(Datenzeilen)

____________________

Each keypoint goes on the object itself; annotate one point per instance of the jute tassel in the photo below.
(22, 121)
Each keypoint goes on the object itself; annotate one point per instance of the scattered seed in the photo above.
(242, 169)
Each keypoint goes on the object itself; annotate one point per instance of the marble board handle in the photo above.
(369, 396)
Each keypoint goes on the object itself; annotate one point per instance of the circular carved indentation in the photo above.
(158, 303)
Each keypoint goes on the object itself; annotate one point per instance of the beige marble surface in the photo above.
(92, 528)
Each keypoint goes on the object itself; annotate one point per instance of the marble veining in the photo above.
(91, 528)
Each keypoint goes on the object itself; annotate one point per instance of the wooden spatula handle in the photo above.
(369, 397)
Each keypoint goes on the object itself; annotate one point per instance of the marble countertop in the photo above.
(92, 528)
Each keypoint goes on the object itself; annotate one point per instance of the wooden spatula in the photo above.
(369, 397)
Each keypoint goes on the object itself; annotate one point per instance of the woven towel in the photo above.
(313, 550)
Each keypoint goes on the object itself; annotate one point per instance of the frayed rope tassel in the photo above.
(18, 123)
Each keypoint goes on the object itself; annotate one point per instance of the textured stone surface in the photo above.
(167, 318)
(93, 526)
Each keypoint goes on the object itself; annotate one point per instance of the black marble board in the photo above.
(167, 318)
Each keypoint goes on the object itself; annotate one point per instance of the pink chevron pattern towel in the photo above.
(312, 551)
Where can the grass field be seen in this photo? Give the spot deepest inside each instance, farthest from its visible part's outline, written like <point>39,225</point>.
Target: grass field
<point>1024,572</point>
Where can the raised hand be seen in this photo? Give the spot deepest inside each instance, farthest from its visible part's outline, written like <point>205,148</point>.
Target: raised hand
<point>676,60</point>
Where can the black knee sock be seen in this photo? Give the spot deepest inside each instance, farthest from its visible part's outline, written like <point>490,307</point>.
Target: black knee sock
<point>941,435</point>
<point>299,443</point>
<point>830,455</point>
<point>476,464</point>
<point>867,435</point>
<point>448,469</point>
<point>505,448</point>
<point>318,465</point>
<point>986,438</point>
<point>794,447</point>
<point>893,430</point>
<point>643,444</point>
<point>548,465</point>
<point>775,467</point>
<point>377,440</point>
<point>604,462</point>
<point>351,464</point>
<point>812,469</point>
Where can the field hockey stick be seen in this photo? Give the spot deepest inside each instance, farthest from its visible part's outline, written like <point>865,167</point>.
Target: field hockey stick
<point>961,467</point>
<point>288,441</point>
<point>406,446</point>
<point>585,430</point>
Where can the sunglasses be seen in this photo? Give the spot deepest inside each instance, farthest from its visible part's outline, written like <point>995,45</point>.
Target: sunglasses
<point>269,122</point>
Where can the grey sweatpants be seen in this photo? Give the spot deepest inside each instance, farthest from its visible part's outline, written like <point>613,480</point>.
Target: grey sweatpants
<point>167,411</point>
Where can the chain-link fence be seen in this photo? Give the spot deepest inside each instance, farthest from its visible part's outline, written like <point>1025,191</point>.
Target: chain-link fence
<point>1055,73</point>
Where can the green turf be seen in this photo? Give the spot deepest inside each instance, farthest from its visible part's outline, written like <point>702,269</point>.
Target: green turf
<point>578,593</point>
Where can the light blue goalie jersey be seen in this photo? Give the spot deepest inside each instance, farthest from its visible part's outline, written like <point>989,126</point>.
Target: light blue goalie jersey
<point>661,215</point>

____________________

AUFGABE UND VORGABEN
Überführe alle Datensätze oben in eine CSV mit den zwei Spalten „text“ und „antwort“, je Datensatz eine Zeile mit dessen Text und der zugehörigen Antwort. Setze jedes Feld in Anführungszeichen und ersetze Zeilenumbrüche durch Leerzeichen.

LÖSUNG ZUR AUFGABE
text,antwort
"Each keypoint goes on the object itself; annotate one point per instance of the jute tassel in the photo below.","(22, 121)"
"Each keypoint goes on the object itself; annotate one point per instance of the scattered seed in the photo above.","(242, 169)"
"Each keypoint goes on the object itself; annotate one point per instance of the marble board handle in the photo above.","(369, 396)"
"Each keypoint goes on the object itself; annotate one point per instance of the circular carved indentation in the photo above.","(158, 303)"
"Each keypoint goes on the object itself; annotate one point per instance of the beige marble surface in the photo above.","(92, 528)"
"Each keypoint goes on the object itself; annotate one point per instance of the marble veining in the photo above.","(91, 528)"
"Each keypoint goes on the object itself; annotate one point per instance of the wooden spatula handle in the photo above.","(369, 397)"
"Each keypoint goes on the object itself; annotate one point per instance of the marble countertop in the photo above.","(92, 528)"
"Each keypoint goes on the object itself; annotate one point per instance of the wooden spatula in the photo above.","(369, 397)"
"Each keypoint goes on the object itself; annotate one point per instance of the woven towel in the photo above.","(313, 550)"
"Each keypoint goes on the object itself; annotate one point per instance of the frayed rope tassel in the photo above.","(18, 123)"
"Each keypoint goes on the object itself; annotate one point per instance of the textured stone surface in the photo above.","(167, 318) (93, 526)"
"Each keypoint goes on the object itself; annotate one point per instance of the black marble board in the photo above.","(167, 318)"
"Each keypoint goes on the object itself; annotate one point per instance of the pink chevron pattern towel in the photo above.","(312, 551)"
"Where can the grass field be seen in this photo? Give the spot deepest inside each instance, farthest from its visible part's outline, written like <point>39,225</point>. Target: grass field","<point>1024,572</point>"
"Where can the raised hand be seen in this photo? Give the spot deepest inside each instance, farthest from its visible part's outline, written like <point>205,148</point>. Target: raised hand","<point>676,60</point>"
"Where can the black knee sock be seen in this photo? Give the spot deepest inside each instance, farthest from its visible part's outline, written like <point>490,307</point>. Target: black knee sock","<point>941,435</point> <point>299,443</point> <point>830,455</point> <point>476,464</point> <point>867,435</point> <point>448,469</point> <point>505,448</point> <point>318,465</point> <point>986,438</point> <point>794,447</point> <point>893,430</point> <point>643,444</point> <point>548,465</point> <point>775,467</point> <point>377,440</point> <point>604,462</point> <point>351,464</point> <point>812,469</point>"
"Where can the field hockey stick be seen in this photo? Give the spot deepest inside each instance, farthest from its visible part's outline, written like <point>865,167</point>. Target: field hockey stick","<point>961,467</point> <point>288,441</point> <point>406,446</point> <point>585,430</point>"
"Where can the sunglasses be seen in this photo? Give the spot deepest inside each instance, farthest from its visible part's outline, written like <point>995,45</point>. Target: sunglasses","<point>269,122</point>"
"Where can the grey sweatpants be seen in this photo? Give the spot deepest inside each instance, farthest from its visible part's outline, written like <point>613,480</point>. Target: grey sweatpants","<point>167,411</point>"
"Where can the chain-link fence be seen in this photo? Give the spot deepest inside each instance, farthest from its visible part's outline, written like <point>1025,191</point>. Target: chain-link fence","<point>1055,73</point>"
"Where can the green turf be seen in this photo? Give the spot deepest inside each instance, farthest from its visible part's outline, written like <point>702,269</point>. Target: green turf","<point>578,593</point>"
"Where can the light blue goalie jersey be seen in this photo? Give the spot deepest inside each instance, farthest from its visible part's outline, written like <point>989,126</point>. Target: light blue goalie jersey","<point>661,215</point>"